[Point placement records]
== == ==

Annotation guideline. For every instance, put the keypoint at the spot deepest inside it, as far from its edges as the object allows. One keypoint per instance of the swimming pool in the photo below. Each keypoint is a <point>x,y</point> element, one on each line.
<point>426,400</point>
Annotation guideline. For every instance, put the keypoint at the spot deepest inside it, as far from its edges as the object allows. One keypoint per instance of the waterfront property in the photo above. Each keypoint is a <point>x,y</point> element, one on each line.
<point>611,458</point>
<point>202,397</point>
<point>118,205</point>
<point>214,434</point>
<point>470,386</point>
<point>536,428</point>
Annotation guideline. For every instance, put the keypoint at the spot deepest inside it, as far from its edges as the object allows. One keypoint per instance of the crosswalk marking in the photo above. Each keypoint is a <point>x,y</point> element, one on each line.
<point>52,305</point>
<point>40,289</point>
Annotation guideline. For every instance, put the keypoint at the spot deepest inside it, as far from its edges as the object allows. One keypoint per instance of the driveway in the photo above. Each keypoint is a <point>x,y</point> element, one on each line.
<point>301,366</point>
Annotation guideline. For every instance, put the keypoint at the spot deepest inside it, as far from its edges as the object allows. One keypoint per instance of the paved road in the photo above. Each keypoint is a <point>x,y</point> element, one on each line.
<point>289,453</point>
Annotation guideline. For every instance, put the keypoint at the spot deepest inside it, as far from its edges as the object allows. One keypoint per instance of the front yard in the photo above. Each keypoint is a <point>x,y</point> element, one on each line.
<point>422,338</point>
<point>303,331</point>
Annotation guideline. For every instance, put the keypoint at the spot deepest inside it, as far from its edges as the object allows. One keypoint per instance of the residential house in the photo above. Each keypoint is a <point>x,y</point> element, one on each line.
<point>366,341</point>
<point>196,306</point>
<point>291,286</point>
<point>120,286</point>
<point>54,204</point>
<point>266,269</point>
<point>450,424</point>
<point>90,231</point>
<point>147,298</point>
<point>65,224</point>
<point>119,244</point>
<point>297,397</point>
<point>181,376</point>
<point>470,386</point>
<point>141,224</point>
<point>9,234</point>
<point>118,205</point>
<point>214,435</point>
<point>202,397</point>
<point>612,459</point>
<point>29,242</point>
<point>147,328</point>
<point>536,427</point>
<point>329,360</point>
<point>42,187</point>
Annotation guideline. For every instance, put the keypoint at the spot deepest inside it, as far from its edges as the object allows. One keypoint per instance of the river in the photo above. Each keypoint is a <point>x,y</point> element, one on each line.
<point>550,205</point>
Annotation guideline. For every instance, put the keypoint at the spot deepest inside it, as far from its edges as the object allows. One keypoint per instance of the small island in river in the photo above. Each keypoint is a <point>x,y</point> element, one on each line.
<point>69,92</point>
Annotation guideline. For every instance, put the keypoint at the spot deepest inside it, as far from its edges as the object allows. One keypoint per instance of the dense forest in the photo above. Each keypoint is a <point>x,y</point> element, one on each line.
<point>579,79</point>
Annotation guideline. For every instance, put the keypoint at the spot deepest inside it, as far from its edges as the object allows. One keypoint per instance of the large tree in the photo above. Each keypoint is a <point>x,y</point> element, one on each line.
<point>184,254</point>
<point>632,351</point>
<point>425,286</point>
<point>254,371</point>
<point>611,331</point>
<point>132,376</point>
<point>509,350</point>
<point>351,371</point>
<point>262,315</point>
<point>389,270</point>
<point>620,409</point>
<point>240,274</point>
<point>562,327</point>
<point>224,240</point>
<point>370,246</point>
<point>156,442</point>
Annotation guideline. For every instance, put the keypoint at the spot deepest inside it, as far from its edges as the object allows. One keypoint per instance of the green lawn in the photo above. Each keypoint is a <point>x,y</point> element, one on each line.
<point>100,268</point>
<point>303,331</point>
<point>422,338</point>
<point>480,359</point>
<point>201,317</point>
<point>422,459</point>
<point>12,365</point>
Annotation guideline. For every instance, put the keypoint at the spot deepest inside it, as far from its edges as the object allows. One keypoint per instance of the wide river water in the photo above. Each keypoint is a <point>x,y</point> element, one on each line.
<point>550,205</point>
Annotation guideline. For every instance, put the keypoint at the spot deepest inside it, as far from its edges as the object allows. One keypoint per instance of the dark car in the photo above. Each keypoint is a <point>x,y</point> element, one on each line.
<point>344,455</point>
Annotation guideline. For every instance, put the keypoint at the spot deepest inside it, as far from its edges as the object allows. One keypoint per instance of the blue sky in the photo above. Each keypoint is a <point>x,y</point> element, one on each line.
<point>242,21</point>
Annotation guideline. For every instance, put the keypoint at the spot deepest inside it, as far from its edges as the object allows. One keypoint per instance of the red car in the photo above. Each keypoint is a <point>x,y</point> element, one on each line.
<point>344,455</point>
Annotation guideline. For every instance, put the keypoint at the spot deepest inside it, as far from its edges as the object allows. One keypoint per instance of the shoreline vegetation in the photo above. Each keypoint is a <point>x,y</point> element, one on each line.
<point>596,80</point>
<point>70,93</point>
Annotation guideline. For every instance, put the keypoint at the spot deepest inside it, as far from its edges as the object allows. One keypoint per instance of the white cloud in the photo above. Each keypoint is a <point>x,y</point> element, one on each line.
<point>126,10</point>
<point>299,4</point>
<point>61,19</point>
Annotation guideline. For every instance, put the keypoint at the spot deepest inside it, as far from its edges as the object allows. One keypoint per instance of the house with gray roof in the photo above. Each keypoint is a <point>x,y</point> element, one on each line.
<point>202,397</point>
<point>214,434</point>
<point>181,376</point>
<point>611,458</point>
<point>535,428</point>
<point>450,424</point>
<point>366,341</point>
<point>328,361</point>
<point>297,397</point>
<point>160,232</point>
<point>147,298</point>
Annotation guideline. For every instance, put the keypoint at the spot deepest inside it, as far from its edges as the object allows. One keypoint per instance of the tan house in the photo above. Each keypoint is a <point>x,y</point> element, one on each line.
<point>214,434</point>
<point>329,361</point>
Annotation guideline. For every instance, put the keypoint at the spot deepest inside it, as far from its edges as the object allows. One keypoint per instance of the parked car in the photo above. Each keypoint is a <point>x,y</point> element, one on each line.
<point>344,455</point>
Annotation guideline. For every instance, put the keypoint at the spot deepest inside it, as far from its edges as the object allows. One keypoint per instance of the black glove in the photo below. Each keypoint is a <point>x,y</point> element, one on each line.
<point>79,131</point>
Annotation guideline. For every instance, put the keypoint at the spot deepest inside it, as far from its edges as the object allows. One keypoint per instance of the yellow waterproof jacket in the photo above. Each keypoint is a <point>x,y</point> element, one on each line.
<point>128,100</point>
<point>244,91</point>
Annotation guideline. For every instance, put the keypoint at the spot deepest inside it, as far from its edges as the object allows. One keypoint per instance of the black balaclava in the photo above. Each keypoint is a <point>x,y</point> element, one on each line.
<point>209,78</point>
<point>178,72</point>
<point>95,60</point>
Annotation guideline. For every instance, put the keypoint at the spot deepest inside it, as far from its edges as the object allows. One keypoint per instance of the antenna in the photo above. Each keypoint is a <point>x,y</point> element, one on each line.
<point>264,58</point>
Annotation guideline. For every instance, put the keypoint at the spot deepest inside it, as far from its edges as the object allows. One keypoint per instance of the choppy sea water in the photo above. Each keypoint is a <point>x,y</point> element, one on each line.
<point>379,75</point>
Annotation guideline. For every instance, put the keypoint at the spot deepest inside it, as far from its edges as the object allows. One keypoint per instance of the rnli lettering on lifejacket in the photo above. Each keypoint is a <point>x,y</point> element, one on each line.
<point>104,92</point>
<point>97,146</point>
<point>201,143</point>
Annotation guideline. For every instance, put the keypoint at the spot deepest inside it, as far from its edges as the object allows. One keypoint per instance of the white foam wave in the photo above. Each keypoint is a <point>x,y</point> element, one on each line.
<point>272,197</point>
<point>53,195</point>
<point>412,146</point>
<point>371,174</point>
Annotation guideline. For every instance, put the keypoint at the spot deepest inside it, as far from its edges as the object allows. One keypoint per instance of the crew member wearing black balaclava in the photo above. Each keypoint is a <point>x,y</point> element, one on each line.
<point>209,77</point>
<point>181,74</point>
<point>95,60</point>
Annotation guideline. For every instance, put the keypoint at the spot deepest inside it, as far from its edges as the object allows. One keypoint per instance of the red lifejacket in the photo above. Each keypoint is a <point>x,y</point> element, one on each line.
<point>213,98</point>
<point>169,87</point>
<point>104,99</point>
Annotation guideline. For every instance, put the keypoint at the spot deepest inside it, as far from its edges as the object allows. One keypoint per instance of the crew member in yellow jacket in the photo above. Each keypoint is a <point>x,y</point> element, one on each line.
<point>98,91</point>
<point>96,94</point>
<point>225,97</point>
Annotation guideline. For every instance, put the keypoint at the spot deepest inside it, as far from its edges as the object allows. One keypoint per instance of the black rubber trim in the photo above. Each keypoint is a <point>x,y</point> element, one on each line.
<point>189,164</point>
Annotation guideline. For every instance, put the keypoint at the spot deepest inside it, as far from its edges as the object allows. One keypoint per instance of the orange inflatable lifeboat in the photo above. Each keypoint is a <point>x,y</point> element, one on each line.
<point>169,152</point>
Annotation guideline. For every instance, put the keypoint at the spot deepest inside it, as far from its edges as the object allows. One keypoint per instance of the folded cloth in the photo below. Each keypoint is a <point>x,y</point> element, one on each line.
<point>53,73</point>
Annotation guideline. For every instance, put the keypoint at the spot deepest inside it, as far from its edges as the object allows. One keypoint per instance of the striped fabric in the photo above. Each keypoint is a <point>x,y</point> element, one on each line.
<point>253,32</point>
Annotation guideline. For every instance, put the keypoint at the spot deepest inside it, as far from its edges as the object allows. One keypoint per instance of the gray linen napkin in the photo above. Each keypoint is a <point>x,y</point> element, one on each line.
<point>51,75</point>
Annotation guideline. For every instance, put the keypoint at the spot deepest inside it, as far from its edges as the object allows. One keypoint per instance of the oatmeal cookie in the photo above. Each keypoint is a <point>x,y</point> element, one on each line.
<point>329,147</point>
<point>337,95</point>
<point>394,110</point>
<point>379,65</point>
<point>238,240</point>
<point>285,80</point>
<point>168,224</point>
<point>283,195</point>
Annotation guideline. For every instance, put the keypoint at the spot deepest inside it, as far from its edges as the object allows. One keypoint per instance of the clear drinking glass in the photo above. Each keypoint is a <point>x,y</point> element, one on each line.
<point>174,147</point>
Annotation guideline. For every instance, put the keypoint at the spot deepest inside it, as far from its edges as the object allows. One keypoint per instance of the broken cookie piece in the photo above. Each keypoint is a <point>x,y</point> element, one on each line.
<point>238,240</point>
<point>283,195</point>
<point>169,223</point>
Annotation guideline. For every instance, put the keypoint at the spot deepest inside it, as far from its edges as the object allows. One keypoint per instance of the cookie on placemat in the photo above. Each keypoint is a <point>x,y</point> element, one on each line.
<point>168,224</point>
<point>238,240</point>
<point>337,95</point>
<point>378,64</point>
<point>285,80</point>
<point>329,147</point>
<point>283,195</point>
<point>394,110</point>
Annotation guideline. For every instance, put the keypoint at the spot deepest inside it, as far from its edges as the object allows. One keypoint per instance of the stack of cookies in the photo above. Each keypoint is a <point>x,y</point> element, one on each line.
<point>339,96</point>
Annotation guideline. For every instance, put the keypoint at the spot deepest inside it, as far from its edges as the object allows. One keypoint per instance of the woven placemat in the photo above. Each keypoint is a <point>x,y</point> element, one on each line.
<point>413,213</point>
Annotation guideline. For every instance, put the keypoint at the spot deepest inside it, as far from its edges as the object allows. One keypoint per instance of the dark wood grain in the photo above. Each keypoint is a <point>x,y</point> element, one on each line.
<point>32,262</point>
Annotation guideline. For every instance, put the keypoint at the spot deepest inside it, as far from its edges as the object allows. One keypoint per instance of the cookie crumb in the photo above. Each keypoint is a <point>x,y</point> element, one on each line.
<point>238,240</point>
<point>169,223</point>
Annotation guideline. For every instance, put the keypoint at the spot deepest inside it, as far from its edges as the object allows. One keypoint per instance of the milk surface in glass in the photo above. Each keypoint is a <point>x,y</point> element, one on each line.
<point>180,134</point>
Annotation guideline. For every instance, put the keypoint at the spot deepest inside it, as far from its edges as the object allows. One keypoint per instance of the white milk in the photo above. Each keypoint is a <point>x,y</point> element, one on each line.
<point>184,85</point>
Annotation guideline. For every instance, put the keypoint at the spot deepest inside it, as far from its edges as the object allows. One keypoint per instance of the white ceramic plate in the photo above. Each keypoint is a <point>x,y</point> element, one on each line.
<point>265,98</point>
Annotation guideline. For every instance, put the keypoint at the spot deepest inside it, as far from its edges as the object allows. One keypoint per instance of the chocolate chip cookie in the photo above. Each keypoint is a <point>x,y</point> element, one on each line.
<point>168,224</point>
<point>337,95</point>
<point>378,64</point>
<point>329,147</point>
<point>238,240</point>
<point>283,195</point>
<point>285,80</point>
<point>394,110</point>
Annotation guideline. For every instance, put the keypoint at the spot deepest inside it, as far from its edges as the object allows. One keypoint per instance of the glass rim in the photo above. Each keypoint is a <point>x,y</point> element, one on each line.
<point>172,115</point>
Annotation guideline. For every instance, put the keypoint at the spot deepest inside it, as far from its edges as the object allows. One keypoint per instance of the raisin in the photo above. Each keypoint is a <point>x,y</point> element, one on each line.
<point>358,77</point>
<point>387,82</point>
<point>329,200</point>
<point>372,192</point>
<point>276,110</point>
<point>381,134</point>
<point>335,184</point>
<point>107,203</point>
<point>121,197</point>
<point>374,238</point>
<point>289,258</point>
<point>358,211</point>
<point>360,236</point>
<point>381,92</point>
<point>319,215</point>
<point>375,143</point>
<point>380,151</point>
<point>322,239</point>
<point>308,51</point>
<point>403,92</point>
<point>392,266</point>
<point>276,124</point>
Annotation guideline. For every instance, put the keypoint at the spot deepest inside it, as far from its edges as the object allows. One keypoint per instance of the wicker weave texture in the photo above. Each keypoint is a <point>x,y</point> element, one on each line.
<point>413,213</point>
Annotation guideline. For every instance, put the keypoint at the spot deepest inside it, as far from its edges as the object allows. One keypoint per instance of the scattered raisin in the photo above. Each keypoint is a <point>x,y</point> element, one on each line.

== == ==

Rewrite the records above as a numbered list, from the line with "of the large" to the line with "<point>254,371</point>", leaving out blank lines.

ANSWER TO THE TASK.
1. Annotation guideline. For every instance, put the keypoint at the spot deepest inside it, as far from its edges as the object allows. One keypoint per instance of the large tree in the photo above. Each keypoint is a <point>x,y</point> element, one on each line.
2. <point>184,254</point>
3. <point>632,351</point>
4. <point>425,286</point>
5. <point>254,371</point>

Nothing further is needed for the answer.